**SOURCE**
Posted by worriedlebanese on 28/04/2010

I knew nothing of the play before stepping into the theatre. All I had was some fond memories of some of Rabieh Mroué’s and Lina Saneh’s earlier works. I expected to find something both interesting and exasperating: Interesting because of the work, talent and intelligence the couple invest in their works; exasperating because of their political militant stands, that of the self described Lebanese left with its contradictions and complacency.  What I found was an enthralling contemporary play both in subject matter and in form. It combines 3 elements: photography (projected as an outdated photo-story), acting and music (played by Charbel Habr), masterfully interacting with each other. Instead of one story, one finds three distinct ones: that of a playwright and a lawyer going through a script to see if the copyrights are respected, that of the italian story that the script is based on (Ettore Scola’s “Una Giornata Particolare”), and that of the Lebanese adaptation of the play (presented as a photo-story).

The play met some critical success in the Avignon Festival in 2009. It just came back from Paris where it was performed in French. It was presented to a Lebanese audience for the first time this week. Judging from the applause it got at the end of the performance, I think it was quite appreciated by the usual mix of artsy crowd and socialites.

Some critics have described it as a political play, scrutinising each and every one of its political references. I personally don’t believe that this dimension is particularly significant. Sure one finds many references to contemporary Lebanese politics (the massive demonstrations, Hezbollah…), but they are dealt with humorously and only one of their feature is really taken into account, the eclipse of the individual and the rise of masses as the only significant civic actors. One critic went back to Ettore Scola’s film and saw in the play a criticism of fascism. But fascism is all about unity. What defines Lebanese politics is its fragmentation and its recurrent bipolarity. Sure there is the mass phenomenon and the cult of “virile” leaders… but with the absence of unity, and the necessary absence of diversity and a fragmented and shared public space, one cannot push the comparison too far.

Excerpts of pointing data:
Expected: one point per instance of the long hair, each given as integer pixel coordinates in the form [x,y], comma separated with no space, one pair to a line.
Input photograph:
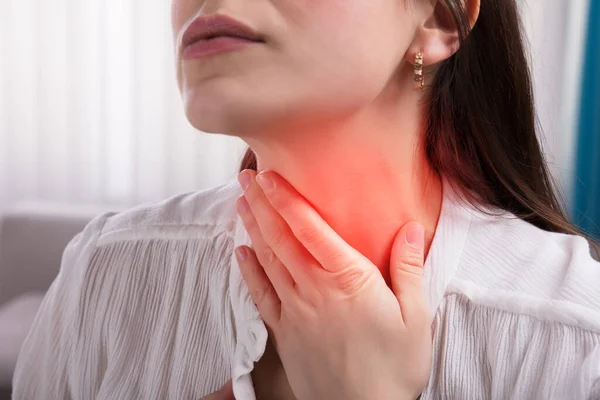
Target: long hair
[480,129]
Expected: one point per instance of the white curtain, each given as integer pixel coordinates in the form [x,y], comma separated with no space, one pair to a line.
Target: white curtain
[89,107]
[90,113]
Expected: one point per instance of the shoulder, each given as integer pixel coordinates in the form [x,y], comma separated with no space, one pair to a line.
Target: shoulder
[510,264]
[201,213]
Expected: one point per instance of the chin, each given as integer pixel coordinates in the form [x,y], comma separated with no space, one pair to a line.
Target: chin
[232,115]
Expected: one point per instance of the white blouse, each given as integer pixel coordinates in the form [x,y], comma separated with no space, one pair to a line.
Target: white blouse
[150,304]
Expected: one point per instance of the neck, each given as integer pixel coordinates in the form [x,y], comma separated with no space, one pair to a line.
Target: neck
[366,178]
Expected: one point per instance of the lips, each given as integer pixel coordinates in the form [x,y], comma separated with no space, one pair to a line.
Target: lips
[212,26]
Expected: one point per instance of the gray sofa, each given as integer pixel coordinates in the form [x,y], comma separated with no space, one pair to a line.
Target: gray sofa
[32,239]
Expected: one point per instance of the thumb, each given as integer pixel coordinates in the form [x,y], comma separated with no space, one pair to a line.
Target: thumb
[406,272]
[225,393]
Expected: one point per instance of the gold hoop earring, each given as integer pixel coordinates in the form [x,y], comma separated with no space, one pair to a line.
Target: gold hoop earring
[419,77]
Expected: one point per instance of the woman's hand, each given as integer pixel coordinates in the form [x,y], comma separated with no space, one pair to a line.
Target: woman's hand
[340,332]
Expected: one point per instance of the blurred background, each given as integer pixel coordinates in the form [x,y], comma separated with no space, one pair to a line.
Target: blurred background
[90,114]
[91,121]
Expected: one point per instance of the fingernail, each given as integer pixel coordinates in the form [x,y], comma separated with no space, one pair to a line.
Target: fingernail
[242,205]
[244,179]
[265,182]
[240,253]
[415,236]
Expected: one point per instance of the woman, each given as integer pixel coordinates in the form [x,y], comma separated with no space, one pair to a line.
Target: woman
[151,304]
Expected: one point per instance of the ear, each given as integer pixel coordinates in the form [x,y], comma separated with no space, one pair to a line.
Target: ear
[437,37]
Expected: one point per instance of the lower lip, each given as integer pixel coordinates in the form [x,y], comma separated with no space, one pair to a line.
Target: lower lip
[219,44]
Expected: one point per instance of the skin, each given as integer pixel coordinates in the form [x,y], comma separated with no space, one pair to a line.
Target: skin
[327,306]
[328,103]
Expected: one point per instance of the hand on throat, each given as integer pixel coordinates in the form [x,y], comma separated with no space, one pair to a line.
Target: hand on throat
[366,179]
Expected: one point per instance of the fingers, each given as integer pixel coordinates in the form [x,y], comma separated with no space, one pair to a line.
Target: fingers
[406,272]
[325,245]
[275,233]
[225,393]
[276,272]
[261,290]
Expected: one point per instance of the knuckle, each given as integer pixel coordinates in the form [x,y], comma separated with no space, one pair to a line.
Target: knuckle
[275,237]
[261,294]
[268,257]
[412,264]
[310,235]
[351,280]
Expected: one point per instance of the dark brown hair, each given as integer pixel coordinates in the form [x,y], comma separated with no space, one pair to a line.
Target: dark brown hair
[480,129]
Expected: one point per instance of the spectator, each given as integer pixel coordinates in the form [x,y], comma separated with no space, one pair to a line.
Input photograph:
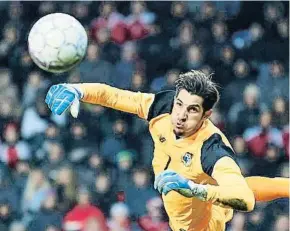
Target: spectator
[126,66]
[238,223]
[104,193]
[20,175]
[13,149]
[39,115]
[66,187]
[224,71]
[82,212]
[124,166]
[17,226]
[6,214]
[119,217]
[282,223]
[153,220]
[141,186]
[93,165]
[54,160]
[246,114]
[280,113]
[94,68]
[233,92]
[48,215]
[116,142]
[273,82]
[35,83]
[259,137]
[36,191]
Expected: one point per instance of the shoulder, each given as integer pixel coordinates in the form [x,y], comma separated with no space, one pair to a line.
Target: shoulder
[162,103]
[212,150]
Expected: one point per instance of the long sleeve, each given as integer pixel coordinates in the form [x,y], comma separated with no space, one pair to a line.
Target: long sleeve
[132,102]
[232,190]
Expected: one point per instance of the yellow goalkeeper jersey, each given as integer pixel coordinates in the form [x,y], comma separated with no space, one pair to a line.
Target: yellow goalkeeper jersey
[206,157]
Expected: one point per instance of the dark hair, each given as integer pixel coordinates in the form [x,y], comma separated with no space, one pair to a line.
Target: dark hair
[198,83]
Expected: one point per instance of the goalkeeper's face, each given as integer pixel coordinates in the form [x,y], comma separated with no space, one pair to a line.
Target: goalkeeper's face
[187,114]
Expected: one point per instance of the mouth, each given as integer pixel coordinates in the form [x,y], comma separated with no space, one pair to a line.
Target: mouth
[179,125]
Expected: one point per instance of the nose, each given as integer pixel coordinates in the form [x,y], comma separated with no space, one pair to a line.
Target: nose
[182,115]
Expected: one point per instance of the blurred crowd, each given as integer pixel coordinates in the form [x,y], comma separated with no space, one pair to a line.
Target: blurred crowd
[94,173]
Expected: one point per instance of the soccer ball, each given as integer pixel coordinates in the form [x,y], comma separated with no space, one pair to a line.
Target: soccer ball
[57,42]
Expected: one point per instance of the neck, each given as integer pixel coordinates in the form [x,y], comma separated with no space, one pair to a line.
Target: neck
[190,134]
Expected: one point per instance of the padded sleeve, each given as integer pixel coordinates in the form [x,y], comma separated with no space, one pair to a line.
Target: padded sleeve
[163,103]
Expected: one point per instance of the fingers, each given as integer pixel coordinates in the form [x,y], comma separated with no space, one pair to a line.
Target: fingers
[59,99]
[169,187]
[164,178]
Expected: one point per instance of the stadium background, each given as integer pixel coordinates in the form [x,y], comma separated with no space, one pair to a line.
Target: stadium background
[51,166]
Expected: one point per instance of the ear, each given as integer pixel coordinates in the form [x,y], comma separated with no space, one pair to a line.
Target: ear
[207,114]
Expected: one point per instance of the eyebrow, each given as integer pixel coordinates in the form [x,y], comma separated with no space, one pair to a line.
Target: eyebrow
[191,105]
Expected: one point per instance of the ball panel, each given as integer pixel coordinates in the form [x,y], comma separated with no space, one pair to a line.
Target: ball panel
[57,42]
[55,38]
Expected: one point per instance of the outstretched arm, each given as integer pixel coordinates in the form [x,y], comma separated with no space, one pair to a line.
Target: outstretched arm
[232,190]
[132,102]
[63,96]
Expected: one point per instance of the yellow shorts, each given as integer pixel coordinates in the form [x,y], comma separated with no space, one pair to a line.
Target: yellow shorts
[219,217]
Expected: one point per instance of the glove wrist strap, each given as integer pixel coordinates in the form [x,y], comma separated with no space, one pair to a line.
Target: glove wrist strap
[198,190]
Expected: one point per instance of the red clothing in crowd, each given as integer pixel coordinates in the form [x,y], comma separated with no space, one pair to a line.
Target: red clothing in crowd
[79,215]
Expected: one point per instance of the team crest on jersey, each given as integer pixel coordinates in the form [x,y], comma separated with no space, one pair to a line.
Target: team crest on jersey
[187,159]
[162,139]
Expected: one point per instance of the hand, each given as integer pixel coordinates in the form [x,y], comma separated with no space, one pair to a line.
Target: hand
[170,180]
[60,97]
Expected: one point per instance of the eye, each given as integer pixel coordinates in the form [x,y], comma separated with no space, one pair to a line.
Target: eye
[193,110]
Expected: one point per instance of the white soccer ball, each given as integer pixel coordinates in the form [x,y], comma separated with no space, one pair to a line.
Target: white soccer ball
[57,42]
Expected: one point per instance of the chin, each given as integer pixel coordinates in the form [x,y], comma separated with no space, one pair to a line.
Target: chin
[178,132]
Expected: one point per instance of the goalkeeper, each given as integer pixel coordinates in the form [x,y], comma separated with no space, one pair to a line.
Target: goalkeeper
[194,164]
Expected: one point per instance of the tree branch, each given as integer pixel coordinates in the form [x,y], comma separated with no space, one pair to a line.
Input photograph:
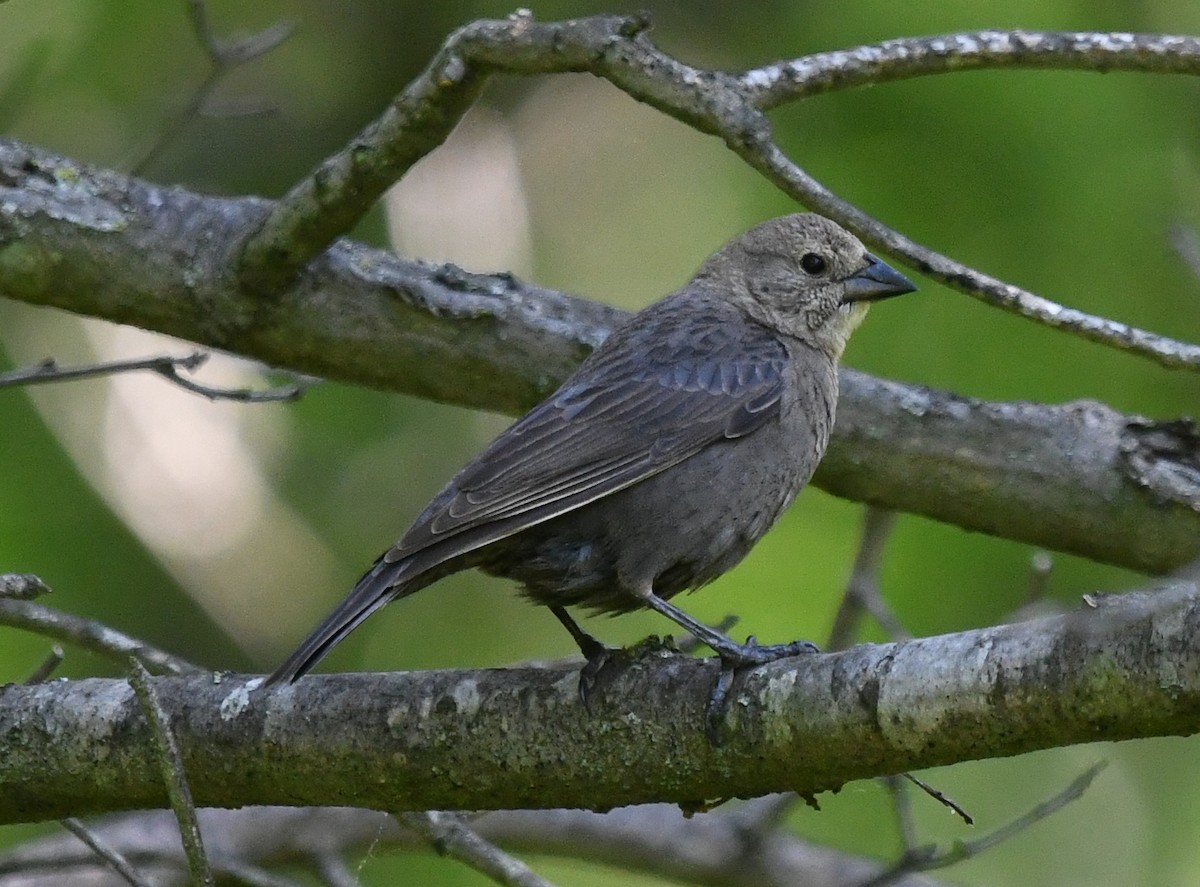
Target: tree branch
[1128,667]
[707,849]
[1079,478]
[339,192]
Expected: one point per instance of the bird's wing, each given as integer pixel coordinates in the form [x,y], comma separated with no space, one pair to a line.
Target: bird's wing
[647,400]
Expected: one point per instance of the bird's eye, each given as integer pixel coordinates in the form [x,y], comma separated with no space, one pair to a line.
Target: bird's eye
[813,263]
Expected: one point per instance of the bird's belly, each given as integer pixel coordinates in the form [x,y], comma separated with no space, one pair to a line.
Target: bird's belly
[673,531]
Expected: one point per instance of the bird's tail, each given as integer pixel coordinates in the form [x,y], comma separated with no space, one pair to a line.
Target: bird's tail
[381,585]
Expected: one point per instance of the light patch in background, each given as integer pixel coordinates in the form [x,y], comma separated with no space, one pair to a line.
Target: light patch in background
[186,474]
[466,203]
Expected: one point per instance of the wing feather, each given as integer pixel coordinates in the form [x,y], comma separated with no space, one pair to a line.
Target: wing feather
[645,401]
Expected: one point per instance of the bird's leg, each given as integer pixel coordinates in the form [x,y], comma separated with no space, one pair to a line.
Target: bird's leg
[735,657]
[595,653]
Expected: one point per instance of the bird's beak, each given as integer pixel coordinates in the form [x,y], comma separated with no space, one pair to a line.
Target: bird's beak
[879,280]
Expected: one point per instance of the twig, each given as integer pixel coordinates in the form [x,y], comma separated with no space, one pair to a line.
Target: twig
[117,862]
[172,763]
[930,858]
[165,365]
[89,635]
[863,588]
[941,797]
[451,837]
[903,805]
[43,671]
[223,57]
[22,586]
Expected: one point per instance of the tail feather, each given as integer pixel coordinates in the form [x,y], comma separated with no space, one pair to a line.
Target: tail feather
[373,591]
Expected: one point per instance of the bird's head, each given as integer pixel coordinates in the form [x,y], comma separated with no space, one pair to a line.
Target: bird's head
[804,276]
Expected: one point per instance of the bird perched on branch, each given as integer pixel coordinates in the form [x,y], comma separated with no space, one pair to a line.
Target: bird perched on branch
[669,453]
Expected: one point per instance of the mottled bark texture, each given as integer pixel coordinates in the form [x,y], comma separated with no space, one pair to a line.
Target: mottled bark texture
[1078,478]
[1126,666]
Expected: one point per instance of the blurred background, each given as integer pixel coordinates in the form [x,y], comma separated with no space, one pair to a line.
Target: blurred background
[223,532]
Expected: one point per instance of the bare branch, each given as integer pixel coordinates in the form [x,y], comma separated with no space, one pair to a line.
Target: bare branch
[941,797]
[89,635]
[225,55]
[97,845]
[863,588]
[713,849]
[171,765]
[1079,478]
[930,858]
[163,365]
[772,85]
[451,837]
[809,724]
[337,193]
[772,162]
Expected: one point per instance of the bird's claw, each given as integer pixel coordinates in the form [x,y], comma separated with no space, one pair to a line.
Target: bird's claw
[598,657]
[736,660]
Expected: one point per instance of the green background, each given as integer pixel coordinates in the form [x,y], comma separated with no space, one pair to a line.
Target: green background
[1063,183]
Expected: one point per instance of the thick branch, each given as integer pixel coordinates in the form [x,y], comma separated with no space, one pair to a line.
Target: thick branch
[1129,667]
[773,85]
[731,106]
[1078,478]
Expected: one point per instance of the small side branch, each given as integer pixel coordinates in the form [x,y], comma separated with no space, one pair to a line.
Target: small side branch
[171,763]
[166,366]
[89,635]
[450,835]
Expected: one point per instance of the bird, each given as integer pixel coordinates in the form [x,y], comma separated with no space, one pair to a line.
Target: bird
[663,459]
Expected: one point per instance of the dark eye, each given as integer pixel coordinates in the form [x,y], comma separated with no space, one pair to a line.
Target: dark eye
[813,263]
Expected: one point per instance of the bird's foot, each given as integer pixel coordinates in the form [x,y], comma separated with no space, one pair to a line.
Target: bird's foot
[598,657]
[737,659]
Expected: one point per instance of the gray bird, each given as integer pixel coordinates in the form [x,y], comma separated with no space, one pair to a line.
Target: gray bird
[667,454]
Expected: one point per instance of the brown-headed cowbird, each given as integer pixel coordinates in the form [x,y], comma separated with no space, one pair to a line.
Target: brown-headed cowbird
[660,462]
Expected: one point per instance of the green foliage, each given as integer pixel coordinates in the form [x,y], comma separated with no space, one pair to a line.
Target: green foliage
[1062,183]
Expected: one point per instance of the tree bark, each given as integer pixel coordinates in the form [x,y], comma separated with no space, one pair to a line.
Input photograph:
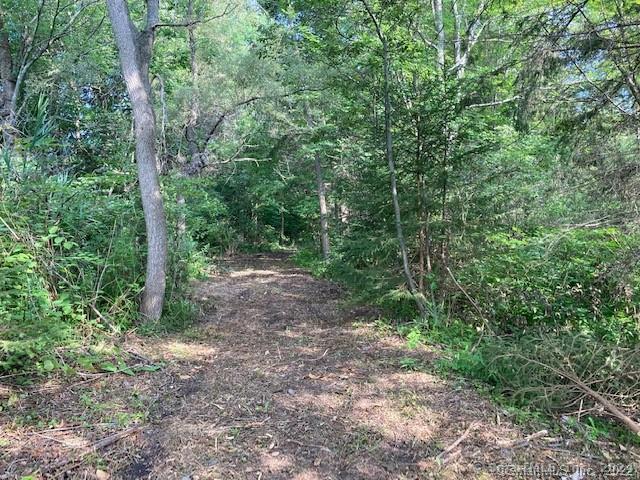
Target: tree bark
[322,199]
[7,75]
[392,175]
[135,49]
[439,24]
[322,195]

**WRITTEN EXERCISE 1**
Rewrite the passage of the play review starting with "The play met" and going on through "crowd and socialites.", substituting "Geneva" for "Paris".
**WRITTEN EXERCISE 2**
In the play review, who played the music in the performance?

**EXPECTED OUTPUT 1**
The play met some critical success in the Avignon Festival in 2009. It just came back from Geneva where it was performed in French. It was presented to a Lebanese audience for the first time this week. Judging from the applause it got at the end of the performance, I think it was quite appreciated by the usual mix of artsy crowd and socialites.

**EXPECTED OUTPUT 2**
Charbel Habr